How to Add Arabic Keyboard on macOS (Mac)

Set up the Arabic 101 layout in under 2 minutes — and learn the shortcut to switch back and forth.

Last updated: May 2026

Practice this now

Move from reading to hands-on typing with Arabic Typing 101.

macOS adds the Arabic keyboard through System Settings → Keyboard → Input Sources. "Arabic - PC" is the most portable choice (it's the Arabic 101 layout used everywhere else), but if you prefer macOS's own "Arabic" layout, Arabic Typing 101 now supports that too — just set your keyboard variant to "Mac" in Account → Preferences and every lesson adapts.

Quick facts

Layout to pick
Arabic - PC (= Arabic 101)
Switch keyboards
Control + Space (or ⌃ + Option + Space to cycle)
Time required
About 2 minutes
Cost
Free (built into macOS)

Step-by-step instructions

  1. 1

    Open System Settings

    Click the Apple menu in the top-left, then System Settings. (On macOS 12 and older it's called System Preferences.)

  2. 2

    Go to Keyboard → Input Sources

    In the sidebar click Keyboard, then click Edit… next to "Input Sources" (or Text Input on older versions).

  3. 3

    Click the + button

    At the bottom-left of the input sources list, click the + button to add a new keyboard layout.

  4. 4

    Pick Arabic in the left column

    Scroll the left language list and click Arabic. The right panel will show all available Arabic layouts.

  5. 5

    Select your layout (Arabic - PC or Arabic)

Task instructions:
Answer these from the Mac Arabic keyboard guide:
(a) Which layout does "Arabic - PC" equal?
(b) What is System Settings called on macOS 12 and older?
(c) Where is the + button for adding a new keyboard layout?

Records:
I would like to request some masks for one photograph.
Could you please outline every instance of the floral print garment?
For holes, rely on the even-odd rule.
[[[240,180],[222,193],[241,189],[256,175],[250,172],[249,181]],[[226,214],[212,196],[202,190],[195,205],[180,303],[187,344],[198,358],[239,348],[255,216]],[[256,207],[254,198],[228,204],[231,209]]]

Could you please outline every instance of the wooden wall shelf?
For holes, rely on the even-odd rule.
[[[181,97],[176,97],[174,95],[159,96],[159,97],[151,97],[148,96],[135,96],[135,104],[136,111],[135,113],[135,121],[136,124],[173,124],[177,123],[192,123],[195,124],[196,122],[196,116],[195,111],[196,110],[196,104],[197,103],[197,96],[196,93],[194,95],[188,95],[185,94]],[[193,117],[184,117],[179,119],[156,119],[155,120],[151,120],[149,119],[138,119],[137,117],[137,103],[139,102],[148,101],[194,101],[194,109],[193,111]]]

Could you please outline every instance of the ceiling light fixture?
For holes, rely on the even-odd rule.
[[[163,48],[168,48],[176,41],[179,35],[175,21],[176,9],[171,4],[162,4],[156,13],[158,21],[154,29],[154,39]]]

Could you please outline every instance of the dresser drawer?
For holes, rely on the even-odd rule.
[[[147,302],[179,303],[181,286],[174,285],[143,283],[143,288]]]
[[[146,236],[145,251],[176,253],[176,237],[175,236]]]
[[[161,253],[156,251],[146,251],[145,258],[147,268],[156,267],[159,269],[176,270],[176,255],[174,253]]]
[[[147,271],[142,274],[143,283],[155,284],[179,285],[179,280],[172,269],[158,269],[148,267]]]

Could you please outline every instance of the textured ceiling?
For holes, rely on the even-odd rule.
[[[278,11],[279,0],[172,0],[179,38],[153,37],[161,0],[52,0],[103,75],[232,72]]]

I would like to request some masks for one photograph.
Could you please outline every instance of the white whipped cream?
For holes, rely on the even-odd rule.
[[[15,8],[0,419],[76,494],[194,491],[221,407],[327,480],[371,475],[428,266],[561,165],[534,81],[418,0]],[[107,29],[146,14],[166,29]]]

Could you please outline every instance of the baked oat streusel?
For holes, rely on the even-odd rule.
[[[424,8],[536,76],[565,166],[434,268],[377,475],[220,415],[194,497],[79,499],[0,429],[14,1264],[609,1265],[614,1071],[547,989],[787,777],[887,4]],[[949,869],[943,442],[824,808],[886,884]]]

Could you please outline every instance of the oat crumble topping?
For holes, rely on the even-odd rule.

Task output:
(a) Arabic 101
(b) System Preferences
(c) At the bottom-left of the input sources list